SELECTED TEXT Block Start
So, short of one post, This Raised Sword, which I wrote in anger and profound sadness, I've been away from the keyboard, which I am sure is evident by the previous several paragraphs. There are a lot of pieces I've ideas for and one just needs to be done but, I keep shying away from it. Hell, before I started this I ironed six shirts just to avoid it. I'm weird like that. I know the voice is getting better, maybe this is a trial run, maybe...





I am well. Thanks for asking. I've been, as I suppose is evident, introspective, which always leads people to ask if I'm alright. "Yes, yes, I'm fine. I just want to sit in the yard and drink and watch the years go by." Folks think that's a weird answer, I doubt you will.



I see your son is doing well and your attitude remains positive. Congrats on the temporary work, sometimes shrugging and saying "what the fuck" isn't the worst plan.





Peace to you, I'm still looking for mine, but, it's a great journey.





With best regards,



Bill



It's that damned arrow, that's where the stories are... and, I'm glad I finally figured out what that note was for.

*** 

I wrote the above in an email to my friend Brian Sorrell.  Ya'll know I don't usually use real names here, especially for the ancillary characters, except when I do.  Brian is a writer and a teacher and philosopher, he is a repairer of bikes and a changer of diapers - or nappies as he might say.  He is a weaver of intricate tales and an unraveler of simple ones.  He's smart and witty and fresh and, first and foremost for me, he is my friend.  He has a beautiful and compelling web presence on his blog, Write On.  Go there someday when you have some time and give it to him, his words are worthy of it, I promise.

So...

Why am I sharing this private note with you all?  Well, not to say I am beginning a late-life career as a singer/songwriter, although part of me wishes for that.  And not to say I'm quitting this gig, although for a while that seemed to be the course I wanted.  Also, I'm not sharing all this to say I'm going to become a major presence in the writing community, dazzling you with premier posts - topical clever and important pieces bound for virality, although it'd be nice to have more than forty people stop by my little corner here any given day.

No...

You know, when I first heard that voice say 'no', I was, honestly, I little scared, a little ashamed and a lot sad.  I thought it was another "ending" and I am very weary of endings.  But, the important lesson that they teach alludes me - they are always false.  When something ends it has time to rest, get stronger and tell you what can be learned.  I can't seem to remember that.
SELECTED TEXT Block End
▶ [QUESTIONS TO ANSWER]
a – In the blog post, what is the name of Brian Sorrell's blog?
b – Write out the blog post word for word, starting at "I see your son" and ending at "a great journey.".
c – Write the next part of the blog post, picking up after its last sentence.
The entries that come next are from a different source than the blog post.
INFORMATION SUPPLIED Block Start
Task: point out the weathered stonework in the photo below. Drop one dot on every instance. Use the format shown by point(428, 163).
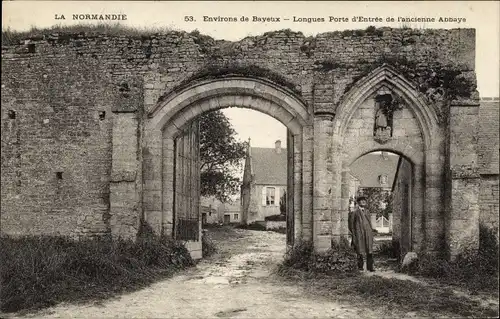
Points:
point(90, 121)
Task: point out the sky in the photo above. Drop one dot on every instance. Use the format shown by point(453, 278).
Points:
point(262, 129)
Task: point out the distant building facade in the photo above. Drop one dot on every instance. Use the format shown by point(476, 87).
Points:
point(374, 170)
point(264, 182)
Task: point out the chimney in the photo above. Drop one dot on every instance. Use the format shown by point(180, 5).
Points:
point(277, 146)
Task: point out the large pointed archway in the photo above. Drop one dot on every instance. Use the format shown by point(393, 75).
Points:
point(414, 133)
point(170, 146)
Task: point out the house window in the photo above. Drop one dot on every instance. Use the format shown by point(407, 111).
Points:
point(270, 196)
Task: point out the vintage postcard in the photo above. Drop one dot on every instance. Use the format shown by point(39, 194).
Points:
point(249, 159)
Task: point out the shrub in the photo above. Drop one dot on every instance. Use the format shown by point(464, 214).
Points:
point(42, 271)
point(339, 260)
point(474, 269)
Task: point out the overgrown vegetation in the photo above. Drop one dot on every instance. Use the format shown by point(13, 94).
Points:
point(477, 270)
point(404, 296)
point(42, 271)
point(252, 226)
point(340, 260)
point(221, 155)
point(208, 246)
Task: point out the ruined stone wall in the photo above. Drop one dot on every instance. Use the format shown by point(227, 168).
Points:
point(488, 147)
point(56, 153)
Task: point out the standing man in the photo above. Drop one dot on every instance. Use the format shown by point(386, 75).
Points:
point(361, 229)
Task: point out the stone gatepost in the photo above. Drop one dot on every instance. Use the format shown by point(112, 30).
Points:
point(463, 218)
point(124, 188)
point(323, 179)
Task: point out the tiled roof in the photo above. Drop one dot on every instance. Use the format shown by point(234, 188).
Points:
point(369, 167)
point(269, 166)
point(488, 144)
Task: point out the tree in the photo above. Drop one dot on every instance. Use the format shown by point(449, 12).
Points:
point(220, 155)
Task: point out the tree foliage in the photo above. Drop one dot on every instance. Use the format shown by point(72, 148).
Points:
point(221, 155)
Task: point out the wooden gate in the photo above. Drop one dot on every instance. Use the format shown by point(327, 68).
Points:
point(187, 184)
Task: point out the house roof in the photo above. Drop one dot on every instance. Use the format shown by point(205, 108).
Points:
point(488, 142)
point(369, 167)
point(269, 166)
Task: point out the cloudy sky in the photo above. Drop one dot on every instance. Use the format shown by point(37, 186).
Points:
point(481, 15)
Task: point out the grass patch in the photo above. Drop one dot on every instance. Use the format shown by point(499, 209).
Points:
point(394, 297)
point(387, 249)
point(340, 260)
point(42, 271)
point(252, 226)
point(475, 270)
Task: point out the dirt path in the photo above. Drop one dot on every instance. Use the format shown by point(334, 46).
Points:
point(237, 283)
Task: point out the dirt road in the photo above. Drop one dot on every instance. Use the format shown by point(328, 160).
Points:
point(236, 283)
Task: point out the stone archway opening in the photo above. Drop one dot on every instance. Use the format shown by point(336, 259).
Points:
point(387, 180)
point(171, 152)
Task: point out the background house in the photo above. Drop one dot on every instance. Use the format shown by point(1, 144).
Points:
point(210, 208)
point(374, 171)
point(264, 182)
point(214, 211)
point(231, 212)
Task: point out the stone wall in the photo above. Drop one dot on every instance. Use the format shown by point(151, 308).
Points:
INFORMATION SUPPLIED Block End
INFORMATION SUPPLIED Block Start
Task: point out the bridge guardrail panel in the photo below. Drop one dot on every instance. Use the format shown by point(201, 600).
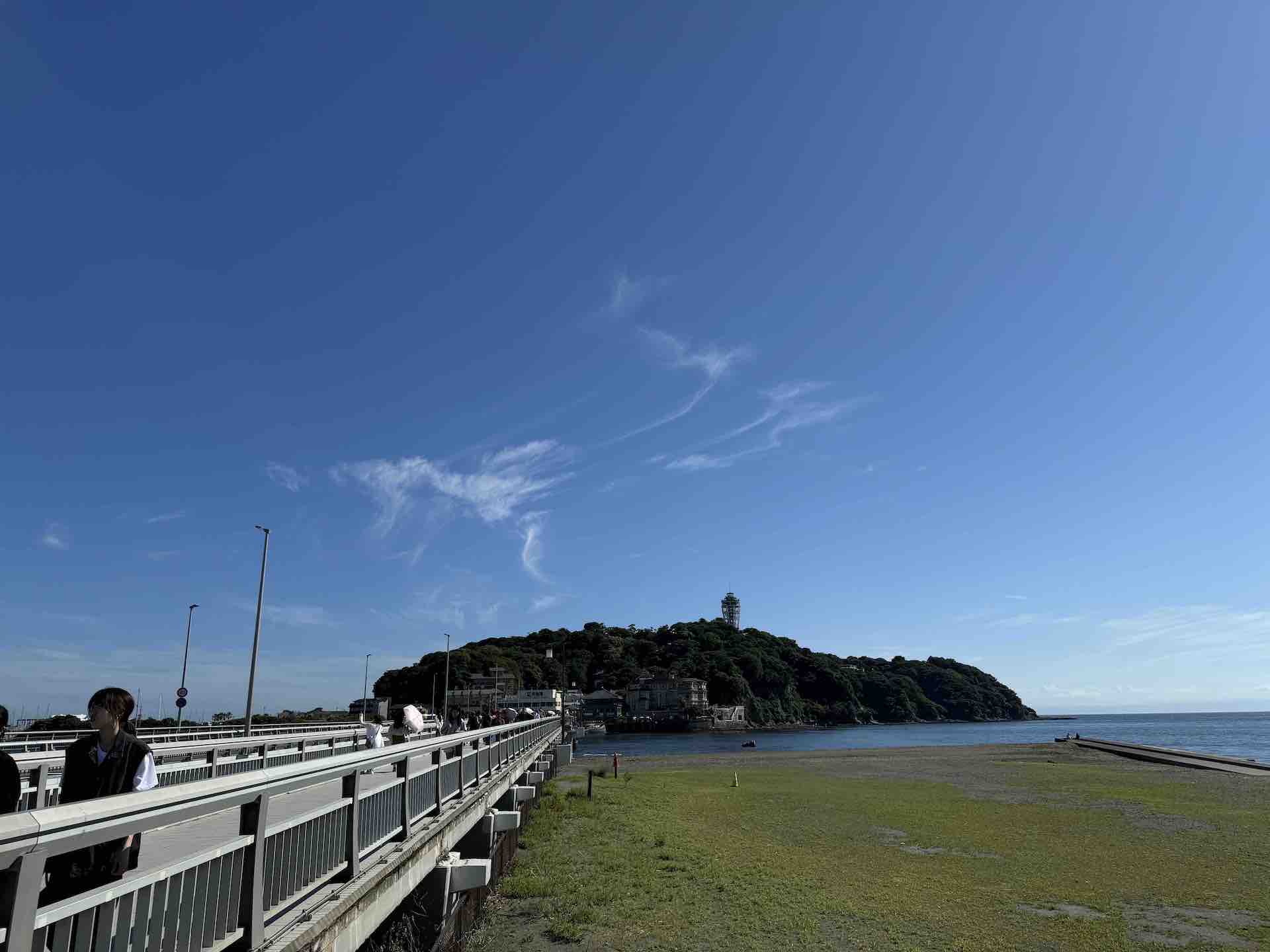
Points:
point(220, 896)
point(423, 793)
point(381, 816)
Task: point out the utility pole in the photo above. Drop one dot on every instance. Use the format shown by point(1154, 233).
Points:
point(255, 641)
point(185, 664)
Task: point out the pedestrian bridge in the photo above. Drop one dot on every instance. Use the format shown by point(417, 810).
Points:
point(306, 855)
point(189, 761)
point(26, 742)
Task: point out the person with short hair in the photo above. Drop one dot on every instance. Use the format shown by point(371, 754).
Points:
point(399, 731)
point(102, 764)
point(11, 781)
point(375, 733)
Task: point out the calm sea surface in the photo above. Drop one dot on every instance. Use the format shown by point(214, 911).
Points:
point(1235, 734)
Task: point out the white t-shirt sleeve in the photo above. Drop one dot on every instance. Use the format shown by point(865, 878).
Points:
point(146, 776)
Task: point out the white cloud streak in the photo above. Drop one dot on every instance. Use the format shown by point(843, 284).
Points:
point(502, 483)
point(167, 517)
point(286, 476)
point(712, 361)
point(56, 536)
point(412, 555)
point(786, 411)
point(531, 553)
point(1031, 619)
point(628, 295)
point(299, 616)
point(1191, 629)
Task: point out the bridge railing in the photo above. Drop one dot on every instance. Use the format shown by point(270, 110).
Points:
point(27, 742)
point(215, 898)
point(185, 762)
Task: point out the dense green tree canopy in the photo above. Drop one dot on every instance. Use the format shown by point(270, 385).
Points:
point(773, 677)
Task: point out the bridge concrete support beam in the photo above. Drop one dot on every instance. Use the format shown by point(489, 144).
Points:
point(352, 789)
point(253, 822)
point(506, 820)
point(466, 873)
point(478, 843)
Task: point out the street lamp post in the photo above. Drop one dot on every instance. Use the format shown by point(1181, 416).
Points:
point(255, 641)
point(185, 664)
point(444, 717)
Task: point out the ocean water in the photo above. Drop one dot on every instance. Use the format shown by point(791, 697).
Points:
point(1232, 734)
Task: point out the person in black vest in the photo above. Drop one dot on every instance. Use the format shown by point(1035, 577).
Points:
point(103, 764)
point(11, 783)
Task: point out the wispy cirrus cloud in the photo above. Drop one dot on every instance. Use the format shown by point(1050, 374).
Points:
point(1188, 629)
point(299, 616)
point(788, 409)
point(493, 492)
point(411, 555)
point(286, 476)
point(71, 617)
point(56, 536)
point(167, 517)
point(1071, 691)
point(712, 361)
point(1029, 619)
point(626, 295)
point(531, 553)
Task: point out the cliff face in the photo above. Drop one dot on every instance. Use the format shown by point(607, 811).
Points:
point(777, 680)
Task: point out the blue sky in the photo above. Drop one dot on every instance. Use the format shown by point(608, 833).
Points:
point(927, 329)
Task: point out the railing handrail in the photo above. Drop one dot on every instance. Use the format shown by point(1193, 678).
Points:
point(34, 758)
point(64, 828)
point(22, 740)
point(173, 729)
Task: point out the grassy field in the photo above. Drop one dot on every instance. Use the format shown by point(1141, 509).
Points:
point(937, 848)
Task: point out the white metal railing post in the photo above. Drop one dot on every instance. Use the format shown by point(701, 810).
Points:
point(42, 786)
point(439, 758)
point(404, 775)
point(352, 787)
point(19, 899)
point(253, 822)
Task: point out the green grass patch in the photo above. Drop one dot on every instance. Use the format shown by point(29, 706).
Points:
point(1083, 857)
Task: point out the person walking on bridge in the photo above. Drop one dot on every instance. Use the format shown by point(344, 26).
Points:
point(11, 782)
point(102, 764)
INFORMATION SUPPLIED Block End
INFORMATION SUPPLIED Block Start
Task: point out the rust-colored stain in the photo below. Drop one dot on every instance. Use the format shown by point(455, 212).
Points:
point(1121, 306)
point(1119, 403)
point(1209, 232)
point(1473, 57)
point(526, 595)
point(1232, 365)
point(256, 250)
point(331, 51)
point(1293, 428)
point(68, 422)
INFORMATION SUPPLIED Block End
▶ [RESULTS OF THE EXERCISE]
a – Write On

b –
I see your son is doing well and your attitude remains positive. Congrats on the temporary work, sometimes shrugging and saying "what the fuck" isn't the worst plan.





Peace to you, I'm still looking for mine, but, it's a great journey.

c –
What seem like endings are often just rest stops, a pause to refresh and reflect, and... prepare for the journey - not a new journey, but the same one that trails behind you and winds and wanders ahead of you.


Alright then.  I'm back, I guess, for now.  I've a pile of obscure notes - not unlike the on that started all this today - full of ideas and stories.  I've pictures in the camera, baseball tales to tell.  I've words of advice for you and you and, always, always... me.

I'll try to get back on schedule and post on Fridays, and perhaps more often.  I'll get "other-one-me" to start things up again on the FB page and I'll rustle up some "... from the backseat..." offerings.   I fear you've forgotten my little porch here, forgotten the times you've been before, forgotten the conversations and hopes and dreams past.  Well, I'll tell ya what, come back at the end of the week.  My voice feels strong again, the heaviness that I perceived as an ending is lifting, and I see sunsets for what they are, a precursor to sunrises, the foreshadows of dawn.


From Marci's "... ... things you don't expect to hear from the backseat ... "

"Lightening can be both pretty and dangerous ... like Minnie Mouse."



I've always found Minnie a little creepy...


Thanks for coming around again, remember the porch door is always unlocked, come by anytime, poke around, you might find something you left, or thought was over.


I've written on endings before in "Bottle Buddies and Roses or There's Always Another Door" and "Two Images, Two Hours (or Three Images, Five Hours)" and "I'm Afraid I'll Forget" and, finally, "The Elements of a Post."


As always, peace.  See ya real soon, alright?